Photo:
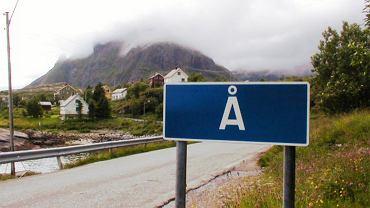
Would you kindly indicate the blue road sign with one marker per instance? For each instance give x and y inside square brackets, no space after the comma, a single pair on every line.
[255,112]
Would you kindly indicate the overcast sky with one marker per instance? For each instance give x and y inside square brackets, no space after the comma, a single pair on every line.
[238,34]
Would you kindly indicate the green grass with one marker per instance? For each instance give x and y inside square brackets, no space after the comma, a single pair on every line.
[120,152]
[4,177]
[333,171]
[52,123]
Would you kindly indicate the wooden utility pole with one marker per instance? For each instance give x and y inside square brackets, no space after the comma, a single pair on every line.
[10,93]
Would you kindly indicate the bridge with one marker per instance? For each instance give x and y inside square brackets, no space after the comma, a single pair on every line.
[141,180]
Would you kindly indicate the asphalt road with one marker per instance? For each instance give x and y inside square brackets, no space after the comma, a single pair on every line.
[142,180]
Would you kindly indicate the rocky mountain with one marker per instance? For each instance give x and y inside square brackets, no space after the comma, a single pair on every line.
[303,70]
[107,65]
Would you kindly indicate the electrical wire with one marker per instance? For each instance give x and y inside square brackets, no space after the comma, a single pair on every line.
[11,16]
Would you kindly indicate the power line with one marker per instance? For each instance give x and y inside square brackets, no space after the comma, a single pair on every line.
[11,16]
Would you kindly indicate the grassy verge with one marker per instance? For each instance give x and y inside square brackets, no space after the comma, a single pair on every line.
[4,177]
[333,171]
[120,152]
[54,124]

· · · · ·

→ **WHAT YOU HAVE TO DO**:
Write out once more, word for word, the part of the listing that opens with the line containing "Would you kindly indicate the electrical" and closes with the final line of the listing.

→ **SOLUTION TO THIS TASK**:
Would you kindly indicate the electrical wire with one marker per instance? For each instance give x and y inside square brackets, no space after the comma, a single pair on every line.
[11,16]
Would you kindly indicate the power line with one marker per instance? For each instance give x and y inside square brackets, no space after the comma, a single pair on every line.
[11,16]
Would you kindly indicate the grassy verge with one marker per instance? For each instance give x and y inside square brackets, no space after the comma, a single pair on every line.
[4,177]
[333,171]
[120,152]
[54,124]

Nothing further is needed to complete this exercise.